▶ _Exercise_:
Return, with both end lines included, exactly what the data below holds from the line with "pixel 143 19" through the line with "pixel 66 461", though not the pictures.

[Provided information]

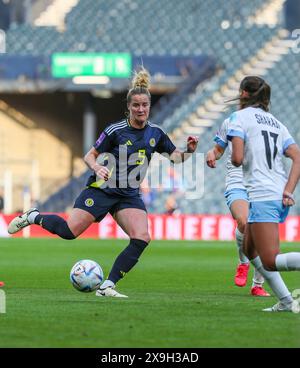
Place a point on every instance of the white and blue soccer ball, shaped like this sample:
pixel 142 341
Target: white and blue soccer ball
pixel 86 275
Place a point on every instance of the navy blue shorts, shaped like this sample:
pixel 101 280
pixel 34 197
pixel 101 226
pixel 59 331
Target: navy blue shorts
pixel 98 203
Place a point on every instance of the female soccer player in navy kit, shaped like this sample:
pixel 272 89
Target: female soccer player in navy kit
pixel 259 142
pixel 127 147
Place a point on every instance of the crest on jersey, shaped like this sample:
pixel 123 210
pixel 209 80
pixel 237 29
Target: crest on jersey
pixel 152 142
pixel 89 202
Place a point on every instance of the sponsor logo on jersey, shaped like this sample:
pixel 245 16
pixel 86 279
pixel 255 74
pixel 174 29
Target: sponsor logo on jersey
pixel 89 202
pixel 152 142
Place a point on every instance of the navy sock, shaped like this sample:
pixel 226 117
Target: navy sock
pixel 127 259
pixel 56 225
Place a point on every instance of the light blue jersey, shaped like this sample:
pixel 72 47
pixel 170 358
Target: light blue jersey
pixel 266 140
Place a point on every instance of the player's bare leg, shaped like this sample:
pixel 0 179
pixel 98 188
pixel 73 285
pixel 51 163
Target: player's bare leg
pixel 273 278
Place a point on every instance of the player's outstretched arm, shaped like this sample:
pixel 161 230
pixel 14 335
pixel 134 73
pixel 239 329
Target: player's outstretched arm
pixel 180 156
pixel 214 154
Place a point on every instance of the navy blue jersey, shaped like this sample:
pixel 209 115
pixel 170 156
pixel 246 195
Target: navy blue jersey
pixel 127 152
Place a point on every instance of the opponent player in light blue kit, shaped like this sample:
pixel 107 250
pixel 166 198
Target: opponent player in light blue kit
pixel 259 143
pixel 237 202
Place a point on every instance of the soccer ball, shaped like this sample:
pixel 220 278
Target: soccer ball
pixel 86 275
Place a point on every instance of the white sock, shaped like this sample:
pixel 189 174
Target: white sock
pixel 107 283
pixel 258 278
pixel 239 241
pixel 288 261
pixel 31 217
pixel 274 280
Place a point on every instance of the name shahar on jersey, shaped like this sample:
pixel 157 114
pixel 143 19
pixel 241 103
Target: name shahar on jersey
pixel 266 120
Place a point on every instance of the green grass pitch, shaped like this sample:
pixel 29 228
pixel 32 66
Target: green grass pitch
pixel 181 295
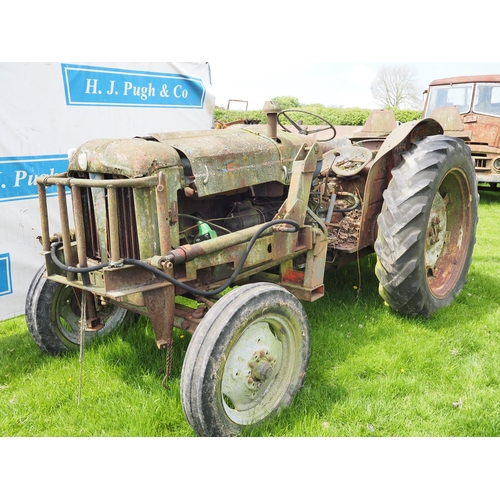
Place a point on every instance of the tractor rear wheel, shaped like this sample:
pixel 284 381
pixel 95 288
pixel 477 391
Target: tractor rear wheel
pixel 427 227
pixel 247 359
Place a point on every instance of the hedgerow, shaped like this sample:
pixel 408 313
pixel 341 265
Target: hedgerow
pixel 336 116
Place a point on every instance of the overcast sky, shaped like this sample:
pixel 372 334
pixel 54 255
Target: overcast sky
pixel 330 83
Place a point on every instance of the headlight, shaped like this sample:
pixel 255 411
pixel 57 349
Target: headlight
pixel 82 160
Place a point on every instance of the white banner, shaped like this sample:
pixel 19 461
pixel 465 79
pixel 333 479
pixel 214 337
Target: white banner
pixel 46 109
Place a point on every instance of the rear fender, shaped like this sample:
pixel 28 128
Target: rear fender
pixel 388 156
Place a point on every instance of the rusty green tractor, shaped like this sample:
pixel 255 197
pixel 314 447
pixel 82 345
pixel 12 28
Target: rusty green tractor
pixel 224 233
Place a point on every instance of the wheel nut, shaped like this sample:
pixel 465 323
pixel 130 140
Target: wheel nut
pixel 262 371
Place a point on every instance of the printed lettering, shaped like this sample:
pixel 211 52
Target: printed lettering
pixel 91 86
pixel 112 88
pixel 180 92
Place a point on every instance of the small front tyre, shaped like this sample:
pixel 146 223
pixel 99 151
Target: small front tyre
pixel 247 359
pixel 53 315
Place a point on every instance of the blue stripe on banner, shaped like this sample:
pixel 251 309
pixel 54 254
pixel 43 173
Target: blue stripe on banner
pixel 18 175
pixel 5 274
pixel 95 86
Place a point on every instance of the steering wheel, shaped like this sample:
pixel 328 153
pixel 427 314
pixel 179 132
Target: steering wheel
pixel 303 130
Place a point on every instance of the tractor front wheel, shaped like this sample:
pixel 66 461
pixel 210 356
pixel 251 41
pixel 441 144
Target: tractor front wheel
pixel 53 315
pixel 247 359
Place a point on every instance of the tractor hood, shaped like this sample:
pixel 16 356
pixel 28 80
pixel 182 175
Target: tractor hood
pixel 219 160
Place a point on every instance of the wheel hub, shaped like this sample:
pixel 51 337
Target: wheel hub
pixel 436 233
pixel 251 366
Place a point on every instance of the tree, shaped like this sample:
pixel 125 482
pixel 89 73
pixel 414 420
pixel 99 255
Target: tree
pixel 396 87
pixel 287 102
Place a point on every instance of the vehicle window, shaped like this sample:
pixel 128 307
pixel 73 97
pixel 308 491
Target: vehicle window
pixel 456 95
pixel 487 99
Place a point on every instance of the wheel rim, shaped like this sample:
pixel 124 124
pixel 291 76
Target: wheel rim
pixel 448 233
pixel 66 313
pixel 259 365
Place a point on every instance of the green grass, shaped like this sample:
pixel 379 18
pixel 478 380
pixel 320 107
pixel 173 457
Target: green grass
pixel 371 372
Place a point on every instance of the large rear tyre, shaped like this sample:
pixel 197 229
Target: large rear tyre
pixel 53 315
pixel 427 227
pixel 247 359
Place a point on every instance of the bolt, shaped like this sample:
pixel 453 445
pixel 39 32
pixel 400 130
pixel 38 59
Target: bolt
pixel 262 371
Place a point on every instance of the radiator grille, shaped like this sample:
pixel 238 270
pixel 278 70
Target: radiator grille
pixel 127 227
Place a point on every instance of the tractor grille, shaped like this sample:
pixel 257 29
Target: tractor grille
pixel 127 227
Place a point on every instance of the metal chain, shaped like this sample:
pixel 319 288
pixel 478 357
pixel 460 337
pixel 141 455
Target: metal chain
pixel 168 362
pixel 83 326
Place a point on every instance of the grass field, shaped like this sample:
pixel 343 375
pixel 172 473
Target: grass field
pixel 371 372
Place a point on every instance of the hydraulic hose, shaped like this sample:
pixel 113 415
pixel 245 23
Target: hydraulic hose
pixel 173 281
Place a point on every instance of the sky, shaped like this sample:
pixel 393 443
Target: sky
pixel 344 84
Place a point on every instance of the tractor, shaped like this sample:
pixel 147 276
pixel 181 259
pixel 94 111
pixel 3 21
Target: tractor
pixel 224 233
pixel 468 107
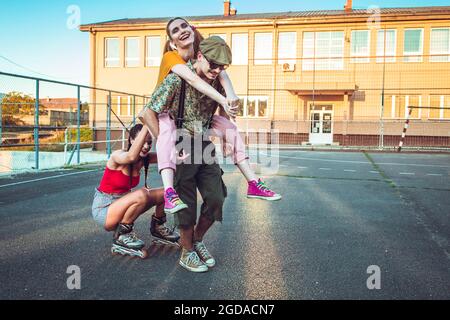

[/Provided information]

▶ _Exercise output_:
pixel 143 19
pixel 241 103
Target: name shahar on jersey
pixel 266 120
Place a point on every instance of the green grass pitch, shaped like this sample:
pixel 29 228
pixel 32 66
Target: green grass pitch
pixel 181 295
Place a point on every instance of the tractor rear wheel, shaped like this sample:
pixel 284 381
pixel 95 288
pixel 477 391
Target: tractor rear wheel
pixel 427 227
pixel 247 359
Place a point on every instance of the hedgerow, shaped like this sample:
pixel 408 313
pixel 341 265
Target: hedgerow
pixel 336 116
Place a point on every instance of the overcast sky, shaped like this sample:
pixel 372 334
pixel 54 255
Target: overcast sky
pixel 330 83
Place a point on every instance of the headlight, shaped like this sample:
pixel 255 411
pixel 57 349
Target: headlight
pixel 82 160
Place a point on every instance of the white banner, shaped like this sample:
pixel 19 461
pixel 465 79
pixel 333 479
pixel 214 337
Target: white banner
pixel 46 109
Place a point on every instance of the rear fender, shaped like this sample:
pixel 28 128
Target: rear fender
pixel 388 156
Place a point on every instance of the rusty green tractor, shaped like this sample:
pixel 255 197
pixel 314 447
pixel 82 345
pixel 12 28
Target: rusty green tractor
pixel 224 233
Place a point on every instance of the wheel nut, shaped like this sample:
pixel 465 323
pixel 130 140
Target: wheel nut
pixel 262 371
Place a point on every instance of the printed lettering, shaped like this sample:
pixel 211 52
Target: printed lettering
pixel 91 86
pixel 112 88
pixel 180 92
Place a point on every instance of the small front tyre, shaped like this sample:
pixel 146 223
pixel 99 151
Target: small front tyre
pixel 247 359
pixel 53 315
Place a point on every instance of the blue stripe on banner, shaped like this sample:
pixel 251 309
pixel 54 254
pixel 43 173
Target: blue stripe on banner
pixel 18 175
pixel 5 274
pixel 95 86
Place a point on every instance of the steering wheel, shaped like this sample:
pixel 328 153
pixel 427 314
pixel 179 132
Target: steering wheel
pixel 303 130
Place a point on every instance of the tractor front wheel, shaped like this sample:
pixel 66 461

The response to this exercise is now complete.